Dataset items:
-------------------------

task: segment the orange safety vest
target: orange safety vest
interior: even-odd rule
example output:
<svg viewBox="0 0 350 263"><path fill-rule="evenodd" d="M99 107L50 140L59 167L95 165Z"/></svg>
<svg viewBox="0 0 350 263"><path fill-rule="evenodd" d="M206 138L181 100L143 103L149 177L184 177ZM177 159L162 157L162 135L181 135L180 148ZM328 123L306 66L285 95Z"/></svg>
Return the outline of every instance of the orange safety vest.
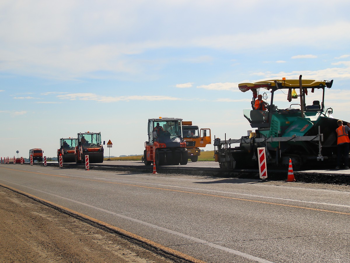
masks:
<svg viewBox="0 0 350 263"><path fill-rule="evenodd" d="M342 125L340 126L336 130L337 134L338 135L338 140L337 144L344 143L344 142L350 143L350 139L349 139L349 135L345 132L345 126Z"/></svg>
<svg viewBox="0 0 350 263"><path fill-rule="evenodd" d="M260 109L259 108L260 107L260 104L261 104L261 106L262 106L261 108L262 110L266 110L266 108L265 107L265 104L264 103L264 102L262 100L256 100L255 101L255 104L254 105L254 108L255 108L255 109Z"/></svg>

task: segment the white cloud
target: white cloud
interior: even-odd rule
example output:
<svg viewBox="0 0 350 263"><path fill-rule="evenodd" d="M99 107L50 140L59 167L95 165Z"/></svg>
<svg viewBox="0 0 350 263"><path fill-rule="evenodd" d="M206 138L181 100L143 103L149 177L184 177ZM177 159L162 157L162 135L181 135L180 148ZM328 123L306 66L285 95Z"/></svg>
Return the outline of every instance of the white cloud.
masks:
<svg viewBox="0 0 350 263"><path fill-rule="evenodd" d="M57 94L65 94L66 93L69 93L68 92L60 92L57 91L52 91L49 92L45 92L43 93L41 93L41 95L56 95Z"/></svg>
<svg viewBox="0 0 350 263"><path fill-rule="evenodd" d="M118 101L128 101L133 100L159 101L164 100L184 100L188 99L177 98L166 96L134 95L112 97L101 96L94 93L73 93L65 95L59 95L59 99L70 100L92 100L99 102L113 102Z"/></svg>
<svg viewBox="0 0 350 263"><path fill-rule="evenodd" d="M209 85L202 85L197 86L197 88L204 89L213 90L232 90L236 91L238 89L238 83L226 82L225 83L219 82L212 83Z"/></svg>
<svg viewBox="0 0 350 263"><path fill-rule="evenodd" d="M232 99L227 99L226 98L222 99L218 99L214 100L214 101L217 102L248 102L251 101L251 100L248 99L242 99L240 100L234 100Z"/></svg>
<svg viewBox="0 0 350 263"><path fill-rule="evenodd" d="M25 110L22 110L21 112L14 112L11 113L11 114L13 116L17 116L19 115L24 115L26 114L27 112Z"/></svg>
<svg viewBox="0 0 350 263"><path fill-rule="evenodd" d="M176 88L190 88L193 84L193 82L188 82L187 83L184 83L182 84L176 84Z"/></svg>
<svg viewBox="0 0 350 263"><path fill-rule="evenodd" d="M31 100L33 99L37 99L37 98L34 98L33 97L14 97L14 99L16 100Z"/></svg>
<svg viewBox="0 0 350 263"><path fill-rule="evenodd" d="M350 56L350 55L343 55L340 56L336 57L334 58L335 59L345 59L346 58L348 58Z"/></svg>
<svg viewBox="0 0 350 263"><path fill-rule="evenodd" d="M57 104L62 103L59 101L36 101L35 103L42 103L45 104Z"/></svg>
<svg viewBox="0 0 350 263"><path fill-rule="evenodd" d="M292 57L292 59L316 59L317 58L317 56L314 55L298 55L296 56L293 56Z"/></svg>

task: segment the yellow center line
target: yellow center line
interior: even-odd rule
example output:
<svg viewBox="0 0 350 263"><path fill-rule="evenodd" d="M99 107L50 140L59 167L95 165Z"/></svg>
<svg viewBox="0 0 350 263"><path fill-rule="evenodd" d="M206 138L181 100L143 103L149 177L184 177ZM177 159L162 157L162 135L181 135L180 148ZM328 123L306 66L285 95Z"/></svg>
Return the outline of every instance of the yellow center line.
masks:
<svg viewBox="0 0 350 263"><path fill-rule="evenodd" d="M318 209L317 208L313 208L311 207L301 207L298 205L293 205L291 204L281 204L278 203L272 203L271 202L267 202L264 201L259 201L256 200L252 200L251 199L247 199L244 198L239 198L238 197L230 197L229 196L224 196L222 195L211 195L209 194L204 194L203 193L196 193L195 192L190 192L187 191L182 191L181 190L176 190L173 189L168 189L167 188L160 188L159 187L154 187L150 186L138 186L136 184L131 184L124 183L118 183L115 182L109 182L108 181L102 181L101 180L94 180L91 179L86 179L85 178L77 178L75 177L71 177L70 176L64 176L63 175L56 175L53 174L43 174L41 173L36 173L35 172L30 172L27 171L22 171L22 170L16 170L9 168L5 168L4 169L8 169L13 171L24 171L26 173L29 173L31 174L36 174L40 175L49 175L53 176L58 176L59 177L63 177L66 178L71 178L72 179L79 179L82 180L85 180L86 181L92 181L94 182L99 182L103 183L113 183L115 184L119 184L123 186L133 186L136 187L141 187L142 188L148 188L149 189L155 189L159 190L163 190L164 191L168 191L172 192L176 192L177 193L184 193L185 194L190 194L194 195L202 195L205 196L211 196L212 197L218 197L219 198L224 198L227 199L231 200L237 200L240 201L245 201L248 202L252 202L254 203L258 203L261 204L271 204L274 205L280 205L281 206L286 207L293 207L296 208L299 208L301 209L304 209L308 210L312 210L313 211L319 211L320 212L326 212L329 213L334 213L335 214L338 214L341 215L350 215L350 213L347 213L345 212L339 212L338 211L335 211L331 210L326 210L323 209Z"/></svg>

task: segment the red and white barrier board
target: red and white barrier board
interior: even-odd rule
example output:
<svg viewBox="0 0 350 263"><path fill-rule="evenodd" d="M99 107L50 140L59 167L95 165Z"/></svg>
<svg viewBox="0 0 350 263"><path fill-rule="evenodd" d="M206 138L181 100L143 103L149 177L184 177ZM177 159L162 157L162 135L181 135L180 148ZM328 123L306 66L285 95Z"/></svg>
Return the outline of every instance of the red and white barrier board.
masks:
<svg viewBox="0 0 350 263"><path fill-rule="evenodd" d="M267 178L267 169L266 166L266 154L265 148L258 148L258 159L259 163L259 175L261 179Z"/></svg>
<svg viewBox="0 0 350 263"><path fill-rule="evenodd" d="M90 166L89 164L89 155L85 155L85 170L89 170Z"/></svg>
<svg viewBox="0 0 350 263"><path fill-rule="evenodd" d="M60 155L58 159L58 163L59 163L59 168L62 168L63 167L63 162L62 156Z"/></svg>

-------------------------

What to work on: Could you give every line of the records above as a JSON list of strings, one string per line, with blank lines and the pictures left out?

Correct answer:
[
  "task: segment the orange safety vest",
  "target: orange safety vest",
  "interior: even-odd rule",
  "example output:",
  "<svg viewBox=\"0 0 350 263\"><path fill-rule=\"evenodd\" d=\"M99 107L50 140L59 167L95 165Z\"/></svg>",
  "<svg viewBox=\"0 0 350 263\"><path fill-rule=\"evenodd\" d=\"M206 138L181 100L143 103L149 177L184 177ZM177 159L162 157L162 135L181 135L180 148ZM328 123L306 66L285 95Z\"/></svg>",
  "Return the outline of every instance of the orange safety vest.",
  "masks:",
  "<svg viewBox=\"0 0 350 263\"><path fill-rule=\"evenodd\" d=\"M342 125L340 126L336 130L337 134L338 135L338 140L337 144L344 143L344 142L350 143L350 139L349 139L349 135L345 132L345 126Z\"/></svg>",
  "<svg viewBox=\"0 0 350 263\"><path fill-rule=\"evenodd\" d=\"M260 109L259 108L260 107L260 104L261 104L261 106L262 106L261 108L262 110L266 110L266 108L265 107L265 104L264 103L264 102L262 100L256 100L255 101L255 104L254 105L254 108L255 108L255 109Z\"/></svg>",
  "task: segment the white cloud",
  "target: white cloud",
  "interior: even-odd rule",
  "example output:",
  "<svg viewBox=\"0 0 350 263\"><path fill-rule=\"evenodd\" d=\"M99 107L50 140L59 167L95 165Z\"/></svg>",
  "<svg viewBox=\"0 0 350 263\"><path fill-rule=\"evenodd\" d=\"M206 138L181 100L143 103L149 177L184 177ZM177 159L162 157L162 135L181 135L180 148ZM328 123L306 66L285 95Z\"/></svg>",
  "Return the outline of every instance of the white cloud.",
  "masks:",
  "<svg viewBox=\"0 0 350 263\"><path fill-rule=\"evenodd\" d=\"M57 94L65 94L66 93L69 93L68 92L60 92L57 91L52 91L49 92L45 92L43 93L41 93L41 95L56 95Z\"/></svg>",
  "<svg viewBox=\"0 0 350 263\"><path fill-rule=\"evenodd\" d=\"M118 101L128 101L133 100L159 101L164 100L184 100L188 99L177 98L166 96L134 95L112 97L101 96L94 93L73 93L65 95L59 95L59 99L70 100L92 100L99 102L113 102Z\"/></svg>",
  "<svg viewBox=\"0 0 350 263\"><path fill-rule=\"evenodd\" d=\"M209 85L202 85L197 86L197 88L204 89L213 90L232 90L236 91L238 89L238 83L226 82L225 83L219 82L212 83Z\"/></svg>",
  "<svg viewBox=\"0 0 350 263\"><path fill-rule=\"evenodd\" d=\"M232 99L227 99L226 98L222 99L218 99L214 100L214 101L217 102L248 102L251 101L251 100L248 99L242 99L240 100L234 100Z\"/></svg>",
  "<svg viewBox=\"0 0 350 263\"><path fill-rule=\"evenodd\" d=\"M25 110L22 110L21 112L14 112L11 113L11 114L13 116L17 116L19 115L24 115L26 114L27 112Z\"/></svg>",
  "<svg viewBox=\"0 0 350 263\"><path fill-rule=\"evenodd\" d=\"M176 88L190 88L193 84L193 82L188 82L187 83L184 83L182 84L176 84Z\"/></svg>",
  "<svg viewBox=\"0 0 350 263\"><path fill-rule=\"evenodd\" d=\"M31 100L33 99L37 99L37 98L34 98L33 97L14 97L14 99L16 100Z\"/></svg>",
  "<svg viewBox=\"0 0 350 263\"><path fill-rule=\"evenodd\" d=\"M350 56L350 55L343 55L340 56L336 57L334 58L335 59L345 59L346 58L348 58Z\"/></svg>",
  "<svg viewBox=\"0 0 350 263\"><path fill-rule=\"evenodd\" d=\"M57 104L62 103L59 101L36 101L35 103L42 103L45 104Z\"/></svg>",
  "<svg viewBox=\"0 0 350 263\"><path fill-rule=\"evenodd\" d=\"M292 57L292 59L316 59L317 58L317 56L314 55L298 55L296 56L293 56Z\"/></svg>",
  "task: segment the yellow center line",
  "target: yellow center line",
  "interior: even-odd rule",
  "example output:",
  "<svg viewBox=\"0 0 350 263\"><path fill-rule=\"evenodd\" d=\"M99 107L50 140L59 167L95 165Z\"/></svg>",
  "<svg viewBox=\"0 0 350 263\"><path fill-rule=\"evenodd\" d=\"M206 138L181 100L143 103L149 177L184 177ZM177 159L162 157L162 135L181 135L180 148ZM328 123L306 66L285 95Z\"/></svg>",
  "Return the outline of every instance of the yellow center line.",
  "masks:",
  "<svg viewBox=\"0 0 350 263\"><path fill-rule=\"evenodd\" d=\"M318 209L317 208L313 208L311 207L301 207L298 205L293 205L291 204L281 204L278 203L272 203L271 202L267 202L264 201L259 201L256 200L252 200L251 199L247 199L244 198L239 198L238 197L230 197L229 196L224 196L222 195L211 195L209 194L204 194L203 193L196 193L195 192L190 192L187 191L182 191L181 190L176 190L173 189L168 189L167 188L160 188L159 187L154 187L150 186L138 186L136 184L131 184L124 183L118 183L115 182L109 182L108 181L102 181L101 180L94 180L91 179L86 179L85 178L77 178L75 177L71 177L70 176L64 176L63 175L56 175L53 174L43 174L41 173L36 173L35 172L30 172L27 171L22 171L22 170L16 170L9 168L5 168L4 169L8 169L13 171L24 171L26 173L29 173L31 174L36 174L40 175L49 175L53 176L58 176L59 177L63 177L66 178L71 178L72 179L79 179L82 180L85 180L86 181L92 181L94 182L99 182L103 183L113 183L115 184L119 184L123 186L133 186L136 187L141 187L142 188L148 188L149 189L155 189L159 190L163 190L164 191L168 191L172 192L176 192L177 193L184 193L185 194L190 194L194 195L202 195L205 196L211 196L212 197L218 197L219 198L224 198L227 199L231 200L237 200L240 201L245 201L248 202L252 202L254 203L258 203L261 204L271 204L274 205L280 205L281 206L286 207L293 207L296 208L299 208L301 209L304 209L308 210L312 210L313 211L319 211L320 212L326 212L329 213L334 213L335 214L338 214L341 215L350 215L350 213L347 213L345 212L339 212L338 211L335 211L331 210L326 210L323 209Z\"/></svg>",
  "task: segment the red and white barrier board",
  "target: red and white barrier board",
  "interior: even-odd rule",
  "example output:",
  "<svg viewBox=\"0 0 350 263\"><path fill-rule=\"evenodd\" d=\"M99 107L50 140L59 167L95 165Z\"/></svg>",
  "<svg viewBox=\"0 0 350 263\"><path fill-rule=\"evenodd\" d=\"M206 138L181 100L143 103L149 177L184 177ZM177 159L162 157L162 135L181 135L180 148ZM328 123L306 66L285 95Z\"/></svg>",
  "Return the outline of every instance of the red and white barrier board.",
  "masks:",
  "<svg viewBox=\"0 0 350 263\"><path fill-rule=\"evenodd\" d=\"M267 178L267 169L266 166L266 154L265 148L258 148L258 159L259 163L259 175L261 179Z\"/></svg>",
  "<svg viewBox=\"0 0 350 263\"><path fill-rule=\"evenodd\" d=\"M90 166L89 164L89 155L85 155L85 170L89 170Z\"/></svg>",
  "<svg viewBox=\"0 0 350 263\"><path fill-rule=\"evenodd\" d=\"M60 155L58 159L58 163L59 163L59 168L62 168L63 167L63 162L62 156Z\"/></svg>"
]